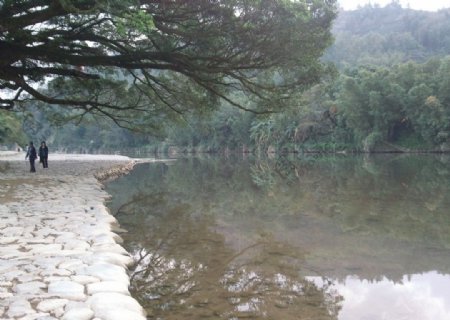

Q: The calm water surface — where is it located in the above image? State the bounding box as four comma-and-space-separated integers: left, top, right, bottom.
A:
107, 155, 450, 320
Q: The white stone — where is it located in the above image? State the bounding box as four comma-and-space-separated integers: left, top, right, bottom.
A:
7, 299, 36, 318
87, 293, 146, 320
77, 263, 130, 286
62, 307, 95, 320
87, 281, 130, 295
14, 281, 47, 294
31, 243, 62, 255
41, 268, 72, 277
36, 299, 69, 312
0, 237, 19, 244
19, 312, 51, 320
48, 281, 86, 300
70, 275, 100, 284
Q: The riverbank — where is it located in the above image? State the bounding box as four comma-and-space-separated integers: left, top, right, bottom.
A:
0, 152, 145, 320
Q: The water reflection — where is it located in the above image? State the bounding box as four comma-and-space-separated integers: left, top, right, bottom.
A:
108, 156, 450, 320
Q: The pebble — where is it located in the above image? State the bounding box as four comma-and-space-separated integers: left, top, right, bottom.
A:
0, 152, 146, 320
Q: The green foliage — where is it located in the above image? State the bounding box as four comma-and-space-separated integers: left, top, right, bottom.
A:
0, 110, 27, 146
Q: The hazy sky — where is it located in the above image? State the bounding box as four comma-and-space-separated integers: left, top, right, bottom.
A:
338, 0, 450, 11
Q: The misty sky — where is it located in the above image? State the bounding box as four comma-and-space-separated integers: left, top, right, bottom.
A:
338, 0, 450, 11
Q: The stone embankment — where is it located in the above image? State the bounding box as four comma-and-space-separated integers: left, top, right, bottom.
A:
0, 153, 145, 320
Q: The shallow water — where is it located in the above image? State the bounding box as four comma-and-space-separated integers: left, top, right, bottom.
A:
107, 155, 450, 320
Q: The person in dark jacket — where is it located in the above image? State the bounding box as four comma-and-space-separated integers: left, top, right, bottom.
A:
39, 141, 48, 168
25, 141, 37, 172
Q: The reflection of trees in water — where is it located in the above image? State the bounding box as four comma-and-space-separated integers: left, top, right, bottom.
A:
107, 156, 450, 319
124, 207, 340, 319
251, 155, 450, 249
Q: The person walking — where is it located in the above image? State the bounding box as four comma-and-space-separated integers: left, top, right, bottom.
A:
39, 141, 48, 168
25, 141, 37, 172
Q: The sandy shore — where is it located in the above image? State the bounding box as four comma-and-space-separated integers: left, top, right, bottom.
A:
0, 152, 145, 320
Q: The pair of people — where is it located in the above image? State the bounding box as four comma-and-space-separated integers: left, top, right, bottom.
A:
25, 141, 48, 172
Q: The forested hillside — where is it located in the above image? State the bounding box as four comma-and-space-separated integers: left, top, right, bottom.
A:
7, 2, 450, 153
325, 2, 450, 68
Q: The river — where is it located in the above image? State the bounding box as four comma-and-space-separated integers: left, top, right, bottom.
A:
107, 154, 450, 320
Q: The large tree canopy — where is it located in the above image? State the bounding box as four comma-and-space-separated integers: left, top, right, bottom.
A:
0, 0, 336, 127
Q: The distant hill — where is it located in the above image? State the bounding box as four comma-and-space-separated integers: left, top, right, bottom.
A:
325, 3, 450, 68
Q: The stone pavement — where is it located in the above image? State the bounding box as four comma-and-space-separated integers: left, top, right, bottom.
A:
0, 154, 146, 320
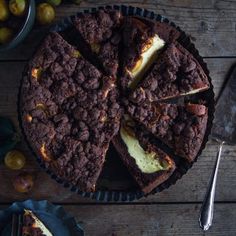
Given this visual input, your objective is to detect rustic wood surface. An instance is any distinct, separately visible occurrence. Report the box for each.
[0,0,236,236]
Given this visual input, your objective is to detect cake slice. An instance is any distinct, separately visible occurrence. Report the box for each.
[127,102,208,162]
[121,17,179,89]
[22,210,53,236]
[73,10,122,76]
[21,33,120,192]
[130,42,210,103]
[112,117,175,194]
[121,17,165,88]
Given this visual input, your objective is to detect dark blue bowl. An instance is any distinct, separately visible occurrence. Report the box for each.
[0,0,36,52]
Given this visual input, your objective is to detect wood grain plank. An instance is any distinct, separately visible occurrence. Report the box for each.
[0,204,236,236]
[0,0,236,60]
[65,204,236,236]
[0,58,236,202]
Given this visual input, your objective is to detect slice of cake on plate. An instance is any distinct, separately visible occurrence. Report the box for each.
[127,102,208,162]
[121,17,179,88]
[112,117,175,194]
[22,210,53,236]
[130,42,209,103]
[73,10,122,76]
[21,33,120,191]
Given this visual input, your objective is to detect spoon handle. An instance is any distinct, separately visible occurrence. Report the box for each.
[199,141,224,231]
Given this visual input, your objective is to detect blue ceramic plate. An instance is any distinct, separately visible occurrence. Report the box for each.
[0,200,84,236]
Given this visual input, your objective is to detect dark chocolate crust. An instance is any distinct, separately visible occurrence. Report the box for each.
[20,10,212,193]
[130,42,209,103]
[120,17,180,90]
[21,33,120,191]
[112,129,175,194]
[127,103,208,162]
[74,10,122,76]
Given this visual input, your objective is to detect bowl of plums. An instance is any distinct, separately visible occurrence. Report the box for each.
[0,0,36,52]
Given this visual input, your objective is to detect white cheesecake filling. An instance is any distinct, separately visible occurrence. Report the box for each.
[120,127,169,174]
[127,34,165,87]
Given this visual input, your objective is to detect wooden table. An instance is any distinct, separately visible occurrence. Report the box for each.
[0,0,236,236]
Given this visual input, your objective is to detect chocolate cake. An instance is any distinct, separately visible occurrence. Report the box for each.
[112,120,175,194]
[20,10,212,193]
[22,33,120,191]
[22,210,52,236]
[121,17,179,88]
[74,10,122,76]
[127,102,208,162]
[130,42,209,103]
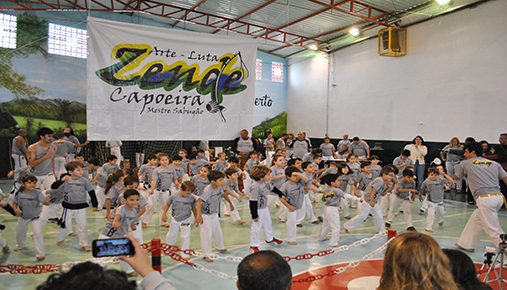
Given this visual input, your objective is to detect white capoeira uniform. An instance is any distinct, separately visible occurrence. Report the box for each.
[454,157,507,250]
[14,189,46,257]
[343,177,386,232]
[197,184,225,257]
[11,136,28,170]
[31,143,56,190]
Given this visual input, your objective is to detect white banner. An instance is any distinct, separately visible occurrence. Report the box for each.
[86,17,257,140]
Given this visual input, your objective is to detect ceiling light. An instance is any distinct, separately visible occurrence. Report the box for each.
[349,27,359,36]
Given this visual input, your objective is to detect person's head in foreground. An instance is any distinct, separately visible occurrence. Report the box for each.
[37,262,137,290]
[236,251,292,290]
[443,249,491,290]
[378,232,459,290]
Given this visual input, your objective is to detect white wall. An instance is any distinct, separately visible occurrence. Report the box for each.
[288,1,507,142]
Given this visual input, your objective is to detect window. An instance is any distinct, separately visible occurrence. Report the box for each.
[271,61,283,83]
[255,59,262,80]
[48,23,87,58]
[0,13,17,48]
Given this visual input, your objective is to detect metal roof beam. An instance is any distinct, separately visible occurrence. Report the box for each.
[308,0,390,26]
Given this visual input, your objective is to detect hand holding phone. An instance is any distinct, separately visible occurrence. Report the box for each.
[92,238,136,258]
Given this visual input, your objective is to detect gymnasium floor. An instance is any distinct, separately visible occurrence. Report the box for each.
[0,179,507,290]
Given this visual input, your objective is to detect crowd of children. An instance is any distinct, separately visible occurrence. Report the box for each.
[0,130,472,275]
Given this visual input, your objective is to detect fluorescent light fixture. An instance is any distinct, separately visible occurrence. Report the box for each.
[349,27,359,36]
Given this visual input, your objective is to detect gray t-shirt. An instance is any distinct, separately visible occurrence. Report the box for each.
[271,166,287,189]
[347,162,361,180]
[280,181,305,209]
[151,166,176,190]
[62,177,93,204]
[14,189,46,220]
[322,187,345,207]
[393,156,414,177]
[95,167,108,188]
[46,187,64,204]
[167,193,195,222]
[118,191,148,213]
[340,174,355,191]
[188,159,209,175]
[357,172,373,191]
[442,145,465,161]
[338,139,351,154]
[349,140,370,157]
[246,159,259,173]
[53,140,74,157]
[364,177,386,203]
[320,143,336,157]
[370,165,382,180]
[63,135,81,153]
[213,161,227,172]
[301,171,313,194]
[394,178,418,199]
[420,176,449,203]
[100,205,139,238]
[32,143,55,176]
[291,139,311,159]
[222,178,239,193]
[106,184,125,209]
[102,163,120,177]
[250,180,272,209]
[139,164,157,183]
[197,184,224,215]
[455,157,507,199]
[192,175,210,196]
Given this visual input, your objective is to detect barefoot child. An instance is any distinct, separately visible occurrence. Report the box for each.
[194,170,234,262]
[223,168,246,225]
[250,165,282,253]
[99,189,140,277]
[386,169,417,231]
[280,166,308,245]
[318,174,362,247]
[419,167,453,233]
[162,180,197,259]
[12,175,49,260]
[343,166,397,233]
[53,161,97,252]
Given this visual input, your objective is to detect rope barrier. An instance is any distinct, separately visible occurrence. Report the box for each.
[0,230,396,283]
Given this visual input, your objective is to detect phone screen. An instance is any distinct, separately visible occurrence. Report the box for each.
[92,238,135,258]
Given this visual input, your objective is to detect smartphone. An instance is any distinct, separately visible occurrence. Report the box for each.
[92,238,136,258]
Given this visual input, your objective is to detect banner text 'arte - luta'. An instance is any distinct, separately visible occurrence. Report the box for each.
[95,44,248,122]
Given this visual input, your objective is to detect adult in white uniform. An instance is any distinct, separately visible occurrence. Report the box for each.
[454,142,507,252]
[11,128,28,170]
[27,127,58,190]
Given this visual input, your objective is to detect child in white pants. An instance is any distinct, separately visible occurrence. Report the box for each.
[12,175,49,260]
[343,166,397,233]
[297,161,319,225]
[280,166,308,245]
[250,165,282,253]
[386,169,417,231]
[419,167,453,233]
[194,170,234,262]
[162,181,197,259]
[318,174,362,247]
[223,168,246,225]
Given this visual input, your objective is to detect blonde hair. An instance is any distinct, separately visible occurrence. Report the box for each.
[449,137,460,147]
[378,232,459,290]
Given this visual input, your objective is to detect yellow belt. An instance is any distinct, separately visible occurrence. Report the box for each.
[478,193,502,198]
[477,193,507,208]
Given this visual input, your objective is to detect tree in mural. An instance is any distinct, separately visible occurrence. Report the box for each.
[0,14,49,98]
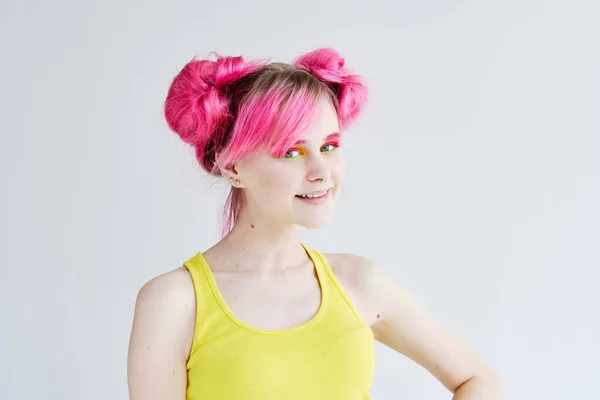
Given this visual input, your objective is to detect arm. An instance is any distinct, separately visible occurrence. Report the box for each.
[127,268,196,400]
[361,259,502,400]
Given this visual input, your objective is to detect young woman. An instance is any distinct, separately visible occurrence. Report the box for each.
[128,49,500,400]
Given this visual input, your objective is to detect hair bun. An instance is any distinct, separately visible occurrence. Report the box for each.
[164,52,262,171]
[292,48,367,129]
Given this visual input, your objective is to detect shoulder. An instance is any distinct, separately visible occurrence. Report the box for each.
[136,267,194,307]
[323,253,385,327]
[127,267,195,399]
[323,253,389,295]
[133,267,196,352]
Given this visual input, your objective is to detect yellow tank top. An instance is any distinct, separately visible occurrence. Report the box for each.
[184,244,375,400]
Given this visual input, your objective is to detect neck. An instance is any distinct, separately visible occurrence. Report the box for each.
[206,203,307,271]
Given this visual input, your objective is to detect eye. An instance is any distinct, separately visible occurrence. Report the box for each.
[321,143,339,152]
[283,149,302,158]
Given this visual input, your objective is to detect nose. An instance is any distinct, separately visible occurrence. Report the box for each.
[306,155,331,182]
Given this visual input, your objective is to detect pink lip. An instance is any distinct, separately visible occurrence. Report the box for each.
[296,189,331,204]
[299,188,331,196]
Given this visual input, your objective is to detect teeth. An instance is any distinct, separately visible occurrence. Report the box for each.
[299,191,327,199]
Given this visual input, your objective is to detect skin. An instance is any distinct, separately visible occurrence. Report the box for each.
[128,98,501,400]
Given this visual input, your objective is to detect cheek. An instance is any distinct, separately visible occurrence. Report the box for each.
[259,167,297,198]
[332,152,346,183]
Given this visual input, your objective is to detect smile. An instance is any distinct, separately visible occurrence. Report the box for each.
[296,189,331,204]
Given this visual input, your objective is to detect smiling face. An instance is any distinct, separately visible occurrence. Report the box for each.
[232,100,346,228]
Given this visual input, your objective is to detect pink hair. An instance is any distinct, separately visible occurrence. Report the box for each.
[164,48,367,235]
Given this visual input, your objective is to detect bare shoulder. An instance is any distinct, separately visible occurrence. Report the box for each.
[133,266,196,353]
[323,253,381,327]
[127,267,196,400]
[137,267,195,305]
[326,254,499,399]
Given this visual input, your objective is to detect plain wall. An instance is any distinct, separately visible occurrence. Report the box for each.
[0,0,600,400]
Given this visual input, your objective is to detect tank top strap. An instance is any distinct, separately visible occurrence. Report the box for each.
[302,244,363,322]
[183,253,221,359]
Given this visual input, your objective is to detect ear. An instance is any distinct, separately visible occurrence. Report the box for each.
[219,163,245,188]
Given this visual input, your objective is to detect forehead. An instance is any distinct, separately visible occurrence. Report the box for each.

#### Task
Can you rewrite the material above, from the line with "Given this visual input, your objective is to detect wooden" up to and including the line with "[0,13,17,48]", as a JSON list of strings, one string per line, with blank lines skipped and the pictures left out?

#### Solution for this problem
[
  "Given this visual input, your objective is to detect wooden table. An instance is any distinct, separately visible occurrence. Report the box for each.",
  "[0,0,236,236]",
  "Given this visual input, your objective is to detect chocolate cake. An instance is any distinct, separately visible occurrence. Report the box for each.",
  "[112,120,175,194]",
  "[20,10,212,193]",
  "[22,33,120,191]",
  "[22,210,52,236]",
  "[121,17,179,88]",
  "[74,10,122,76]",
  "[127,102,208,162]",
  "[130,42,209,103]",
  "Given this visual input, your objective is to detect white capoeira uniform. An instance is any distinct, separately visible occurrence. Report the box for each.",
  "[454,157,507,250]",
  "[14,189,46,257]",
  "[343,177,386,232]",
  "[197,184,225,257]",
  "[11,136,28,170]",
  "[31,143,56,190]",
  "Given this visual input, your objective is to detect white banner. An instance is any distinct, separately visible occurrence. Report the box for each.",
  "[86,17,257,140]",
  "Given this visual input, your objective is to detect ceiling light. An instance is any distinct, separately visible occurrence. Report the box for each.",
  "[349,27,359,36]",
  "Given this visual input, your objective is to detect person's head in foreground. An instance is any distinct, separately visible occurrence. Report the box for each.",
  "[37,262,137,290]",
  "[236,251,292,290]",
  "[443,249,491,290]",
  "[378,232,459,290]",
  "Given this visual input, your objective is to detect white wall. An instance is any distinct, separately visible occurrence. Report the box for each.",
  "[288,1,507,142]",
  "Given this visual input, your objective is to detect window. An instance is any distinct, separately visible occurrence. Report the box for each.",
  "[271,61,283,83]",
  "[255,59,262,80]",
  "[48,23,87,58]",
  "[0,13,17,48]"
]